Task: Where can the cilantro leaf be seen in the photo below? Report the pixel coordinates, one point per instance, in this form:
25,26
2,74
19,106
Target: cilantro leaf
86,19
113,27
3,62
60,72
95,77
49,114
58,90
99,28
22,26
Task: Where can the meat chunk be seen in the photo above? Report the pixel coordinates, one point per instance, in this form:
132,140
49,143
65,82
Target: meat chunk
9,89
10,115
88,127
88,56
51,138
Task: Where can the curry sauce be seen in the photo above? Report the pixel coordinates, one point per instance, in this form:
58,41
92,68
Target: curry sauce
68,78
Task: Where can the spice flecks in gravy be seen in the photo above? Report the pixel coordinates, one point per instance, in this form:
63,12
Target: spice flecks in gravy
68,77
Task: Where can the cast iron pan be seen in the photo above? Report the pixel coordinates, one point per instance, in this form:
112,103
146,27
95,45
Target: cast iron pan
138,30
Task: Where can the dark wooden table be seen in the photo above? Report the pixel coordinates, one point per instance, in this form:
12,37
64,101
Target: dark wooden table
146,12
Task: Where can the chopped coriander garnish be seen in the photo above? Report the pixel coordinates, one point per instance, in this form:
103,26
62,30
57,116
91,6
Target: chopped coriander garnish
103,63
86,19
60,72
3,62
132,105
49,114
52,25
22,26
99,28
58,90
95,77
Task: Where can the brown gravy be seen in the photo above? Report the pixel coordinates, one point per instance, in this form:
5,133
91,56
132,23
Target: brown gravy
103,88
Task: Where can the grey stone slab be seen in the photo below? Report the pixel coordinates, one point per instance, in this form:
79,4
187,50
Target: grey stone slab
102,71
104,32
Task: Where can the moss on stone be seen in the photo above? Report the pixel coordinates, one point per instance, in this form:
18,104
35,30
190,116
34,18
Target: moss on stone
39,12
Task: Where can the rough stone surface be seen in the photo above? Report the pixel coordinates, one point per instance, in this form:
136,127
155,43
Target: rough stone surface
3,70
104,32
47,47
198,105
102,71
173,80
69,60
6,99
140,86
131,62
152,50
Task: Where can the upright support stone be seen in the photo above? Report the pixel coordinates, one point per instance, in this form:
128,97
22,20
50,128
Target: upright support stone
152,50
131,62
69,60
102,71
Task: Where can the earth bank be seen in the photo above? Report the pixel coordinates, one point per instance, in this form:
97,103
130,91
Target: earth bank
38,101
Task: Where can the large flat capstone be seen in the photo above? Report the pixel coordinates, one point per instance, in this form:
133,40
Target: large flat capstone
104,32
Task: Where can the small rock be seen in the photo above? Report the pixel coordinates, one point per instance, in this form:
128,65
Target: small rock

◆ ◆ ◆ ◆

▸ STATED EXERCISE: Please reproduce the items word for word, starting at the line that contains "Task: Where can the grey" and ending at the final line of the items.

▸ COMPLETED TASK:
Task: Where can the grey stone slab be seen in the photo below? Report the pixel coordinates, one point per instance, in this form:
79,4
187,50
Target: grey stone slab
102,71
104,32
Task: Where can the moss on stone be seen in the photo above? Report the pixel coordinates, one point per instance, in this form:
18,104
35,30
190,116
34,18
Target: moss on stone
39,12
Task: Where can the rough stone surface be seen in the photo above? Report the pixel coordinates, one point per instance, in this form:
136,127
155,43
Target: rough stone surface
3,70
104,32
47,47
198,105
102,71
173,80
69,60
6,99
140,86
131,62
152,50
Task: Where can the upright support stone be seen in the photo above? Report the pixel coordinates, one point per instance, in this form:
128,97
22,20
50,128
Target: upright support stone
152,50
131,62
69,60
102,71
Task: Where can the earth bank be seen in the photo above? Report the pixel coordinates, one point per instance, in this form:
97,103
130,91
Target: earth bank
38,101
Task: Where can the large flat capstone be seen in the photo above? Report the pixel coordinates, one point per instance, in this form:
133,40
Target: large flat capstone
104,32
Task: Where can the small rock be seen in the photo above? Report the pixel coordinates, one point per instance, in this form:
128,65
Target: small rock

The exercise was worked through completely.